**Given instruction:** Reproduce all of the records below word for word, leaving out the pictures.

── Exercise materials ──

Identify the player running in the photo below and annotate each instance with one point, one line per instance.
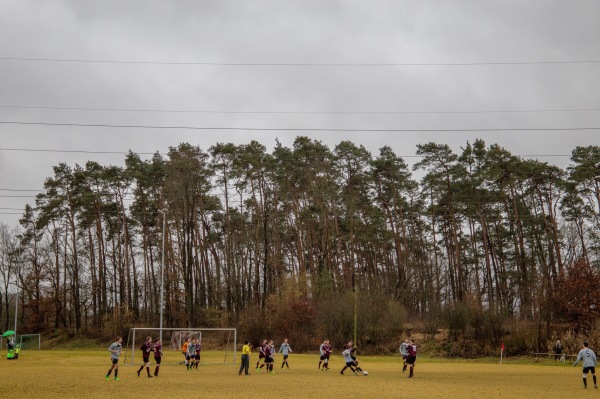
(269, 352)
(157, 355)
(198, 349)
(325, 351)
(245, 358)
(261, 355)
(412, 357)
(285, 349)
(350, 362)
(404, 352)
(589, 363)
(191, 354)
(146, 348)
(184, 350)
(115, 351)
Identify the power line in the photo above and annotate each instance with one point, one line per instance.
(104, 125)
(300, 112)
(16, 189)
(294, 64)
(152, 153)
(75, 151)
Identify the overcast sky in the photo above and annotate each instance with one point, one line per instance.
(509, 53)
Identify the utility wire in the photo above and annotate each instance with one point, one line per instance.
(299, 112)
(75, 151)
(152, 153)
(294, 64)
(104, 125)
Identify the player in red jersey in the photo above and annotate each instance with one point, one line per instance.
(157, 355)
(261, 355)
(412, 357)
(146, 348)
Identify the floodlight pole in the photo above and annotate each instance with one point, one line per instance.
(17, 294)
(162, 272)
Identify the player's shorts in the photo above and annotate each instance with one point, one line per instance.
(588, 369)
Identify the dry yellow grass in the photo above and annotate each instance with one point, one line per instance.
(80, 374)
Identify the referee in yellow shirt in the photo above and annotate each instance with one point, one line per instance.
(245, 358)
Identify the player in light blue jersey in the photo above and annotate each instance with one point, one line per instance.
(285, 349)
(588, 357)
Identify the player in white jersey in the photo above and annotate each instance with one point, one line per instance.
(588, 357)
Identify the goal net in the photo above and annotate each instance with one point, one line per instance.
(30, 341)
(218, 344)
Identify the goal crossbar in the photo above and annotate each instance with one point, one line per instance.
(132, 334)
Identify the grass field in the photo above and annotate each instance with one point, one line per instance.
(80, 374)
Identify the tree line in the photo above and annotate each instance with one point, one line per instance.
(482, 230)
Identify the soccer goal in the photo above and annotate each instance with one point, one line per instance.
(30, 341)
(26, 341)
(218, 344)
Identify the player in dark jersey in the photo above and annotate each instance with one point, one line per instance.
(198, 349)
(157, 355)
(146, 348)
(350, 362)
(285, 349)
(269, 352)
(325, 350)
(412, 357)
(191, 354)
(261, 355)
(115, 351)
(404, 352)
(350, 346)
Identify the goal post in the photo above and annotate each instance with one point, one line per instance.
(30, 341)
(219, 345)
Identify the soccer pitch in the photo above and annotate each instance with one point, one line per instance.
(80, 374)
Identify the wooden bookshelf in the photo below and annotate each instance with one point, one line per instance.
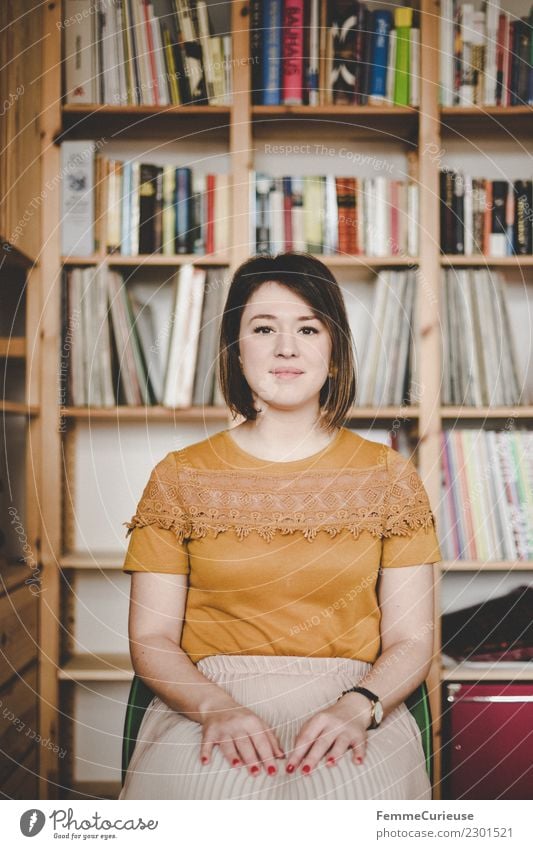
(239, 126)
(452, 412)
(13, 348)
(487, 120)
(479, 261)
(143, 122)
(487, 565)
(91, 667)
(19, 408)
(146, 260)
(21, 475)
(490, 672)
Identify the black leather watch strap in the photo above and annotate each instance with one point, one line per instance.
(369, 695)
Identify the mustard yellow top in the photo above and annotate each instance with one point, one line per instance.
(282, 557)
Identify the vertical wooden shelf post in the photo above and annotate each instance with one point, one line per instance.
(241, 151)
(50, 496)
(428, 325)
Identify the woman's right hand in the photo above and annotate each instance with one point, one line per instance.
(243, 738)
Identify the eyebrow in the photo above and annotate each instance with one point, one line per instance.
(274, 317)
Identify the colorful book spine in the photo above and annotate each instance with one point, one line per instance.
(271, 52)
(292, 51)
(403, 19)
(381, 27)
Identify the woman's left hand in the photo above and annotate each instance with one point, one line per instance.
(334, 731)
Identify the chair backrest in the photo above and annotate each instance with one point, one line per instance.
(140, 697)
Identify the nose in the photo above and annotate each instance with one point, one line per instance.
(286, 345)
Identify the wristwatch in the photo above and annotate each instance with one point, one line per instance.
(377, 708)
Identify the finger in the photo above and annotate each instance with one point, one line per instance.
(339, 748)
(206, 749)
(278, 750)
(317, 751)
(303, 742)
(266, 752)
(228, 749)
(359, 751)
(246, 751)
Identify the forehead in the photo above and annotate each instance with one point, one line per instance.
(271, 293)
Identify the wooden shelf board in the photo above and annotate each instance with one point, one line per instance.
(486, 565)
(480, 260)
(13, 347)
(92, 790)
(91, 120)
(487, 120)
(383, 413)
(525, 412)
(92, 560)
(349, 261)
(395, 121)
(91, 667)
(145, 413)
(494, 672)
(12, 257)
(19, 408)
(118, 260)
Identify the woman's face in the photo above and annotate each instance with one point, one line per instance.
(285, 351)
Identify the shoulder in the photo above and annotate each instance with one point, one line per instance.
(208, 453)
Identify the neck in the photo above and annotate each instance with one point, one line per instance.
(293, 433)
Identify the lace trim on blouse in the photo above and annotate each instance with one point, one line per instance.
(386, 500)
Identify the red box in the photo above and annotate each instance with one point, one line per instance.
(488, 741)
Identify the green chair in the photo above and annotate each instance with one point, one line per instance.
(140, 697)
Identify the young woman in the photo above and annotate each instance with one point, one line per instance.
(277, 566)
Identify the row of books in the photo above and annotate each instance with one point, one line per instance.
(132, 344)
(480, 364)
(487, 509)
(139, 345)
(140, 53)
(339, 52)
(386, 375)
(329, 215)
(485, 55)
(160, 209)
(479, 216)
(147, 208)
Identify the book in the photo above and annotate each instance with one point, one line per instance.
(77, 198)
(183, 342)
(313, 53)
(480, 216)
(329, 215)
(501, 481)
(135, 52)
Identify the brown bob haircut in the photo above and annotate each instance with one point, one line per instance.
(315, 284)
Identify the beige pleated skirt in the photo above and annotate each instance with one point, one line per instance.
(284, 692)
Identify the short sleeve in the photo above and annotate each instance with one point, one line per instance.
(159, 527)
(409, 529)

───

**Final answer:**
Identify the player running in the photo below and annotate each instance with one point, one line per instance.
(269, 352)
(157, 355)
(198, 349)
(325, 351)
(245, 358)
(261, 355)
(412, 357)
(285, 349)
(350, 362)
(404, 352)
(589, 363)
(191, 354)
(146, 348)
(184, 350)
(115, 351)
Identify the power line in the photo above and annotate each instance with one point, one line per instance.
(104, 125)
(300, 112)
(16, 189)
(294, 64)
(152, 153)
(75, 151)
Identify the overcast sky in the photo above and annotate each instance with one point, one line per instance.
(509, 53)
Identify the utility wire in the photo above and annotate each instance with one point, one line per instance.
(299, 112)
(75, 151)
(152, 153)
(294, 64)
(104, 125)
Identify the player in red jersey in the photo above and annotate each instance with one point, one line per instance.
(157, 355)
(261, 355)
(412, 357)
(146, 348)
Identify the floodlight pole in the photo above and annotate each instance with one point, one line per instance.
(17, 294)
(162, 272)
Identify the player's shorts in the photo above and annotate each instance with one point, one line per instance.
(588, 369)
Identify the dry yellow grass in the photo above and annotate each instance with one point, one line per instance.
(80, 374)
Identify the referee in yellow shirt in the photo above and annotate each instance with one point, one line per instance.
(245, 358)
Identify the player in light blue jersey in the photo above and annotate each instance with one point, one line per instance.
(285, 349)
(588, 357)
Identify the player in white jersey in the photo above and annotate each instance with one point, one line per instance.
(588, 357)
Identify the goal net in the photo above and annotate each instance with one point, one line per instance.
(30, 341)
(218, 344)
Identify the goal crossbar in the photo above and annotate each instance with one point, one line per instance.
(132, 334)
Identify the grass field in the photo above and annotate each instance with one point, one line per instance.
(80, 374)
Identify the tree line in the photo above and annotate each instance with one point, one line per instance.
(482, 230)
Identify the soccer goal in the photo above and annotate each instance with one point, one line per instance.
(30, 341)
(26, 341)
(218, 344)
Identify the player in dark jersey in the photo above and annotate each instance with one point, one line per instance.
(198, 349)
(157, 355)
(146, 348)
(350, 362)
(285, 349)
(269, 352)
(325, 350)
(412, 357)
(191, 354)
(261, 355)
(115, 351)
(404, 352)
(350, 346)
Identify the goal post in the photo above and annotate each instance with one point, one line per instance.
(30, 341)
(219, 345)
Identify the soccer pitch in the photo above and annotate each instance with one point, one line per instance.
(80, 374)
Identify the wooden bookshelf in the photo below and annotate each instance with one point, one line per instance.
(239, 126)
(452, 412)
(13, 348)
(487, 120)
(479, 261)
(143, 122)
(487, 565)
(91, 667)
(19, 408)
(146, 260)
(21, 475)
(490, 672)
Identify the black leather watch strap in the photo above and annotate each instance with one point, one line per instance.
(369, 695)
Identify the mustard yellow top in the photo above and annotate each instance with one point, one line per instance.
(282, 557)
Identify the vertical wooden shelf post in the photo above and annotate each instance with one point, one line per instance.
(241, 151)
(50, 496)
(428, 325)
Identify the woman's right hand in the photo above and annotate each instance with one point, one line per instance.
(243, 738)
Identify the eyebrow in the photo above and annotate each instance with one point, one line per instance.
(274, 317)
Identify the colorful book spine in the photo above and annotate each instance with one point, one line per instance.
(271, 52)
(292, 51)
(403, 19)
(381, 27)
Identify the woman's left hand in the photo above and annotate each instance with one point, one line per instance.
(334, 731)
Identify the chair backrest in the photo above and annotate each instance with one point, one line per instance.
(140, 697)
Identify the nose in the photo above and annotate each instance with one point, one line per instance.
(286, 345)
Identify the wristwatch in the photo above and annotate each instance with one point, one line per instance.
(377, 708)
Identify the finger in the photo above and annotate each instance with one point, one line per instance.
(339, 748)
(206, 749)
(278, 750)
(317, 751)
(303, 742)
(266, 752)
(228, 749)
(359, 751)
(246, 751)
Identify the forehead in the photo above and annotate each instance with one point, one line per instance.
(271, 293)
Identify the wooden shelf board in the photo above and annotate each instance with one point, one line per instance.
(486, 565)
(480, 260)
(13, 347)
(92, 790)
(91, 120)
(487, 120)
(383, 413)
(525, 412)
(92, 560)
(349, 261)
(395, 121)
(91, 667)
(145, 413)
(494, 672)
(12, 257)
(19, 408)
(118, 260)
Identify the woman's face in the photo above and annotate each instance with one point, one line per instance.
(285, 351)
Identify the shoulder in the photo above and annotate each instance with one point, one line per instance.
(208, 453)
Identify the neck in the photo above and annotate each instance with one point, one line per instance.
(293, 433)
Identify the lace trim on blouse in the photo above and annotate each instance with one point, one line per instance.
(386, 500)
Identify the red box in the photo above and annotate each instance with one point, one line per instance.
(488, 741)
Identify the green chair in the photo above and annotate each instance with one point, one line per instance.
(140, 697)
Identify the young woman in the photo above and annotate each instance with one point, one line per instance.
(277, 566)
Identify the row of books in the photo above and annotate each instance with one point, one line per instance.
(132, 344)
(480, 364)
(487, 509)
(139, 345)
(140, 53)
(339, 52)
(386, 375)
(329, 215)
(485, 55)
(160, 209)
(479, 216)
(147, 208)
Identify the book in the photo above and annotate each instance with one point, one line per instance.
(77, 198)
(183, 342)
(313, 53)
(480, 216)
(329, 215)
(501, 481)
(135, 52)
Identify the brown bob haircut in the photo above and annotate each instance with one point, one line per instance.
(315, 284)
Identify the beige pleated skirt in the photo above and annotate each instance with one point, one line per instance.
(284, 692)
Identify the short sleeve in the photo above and annotate each instance with one point, one line per instance.
(159, 527)
(409, 529)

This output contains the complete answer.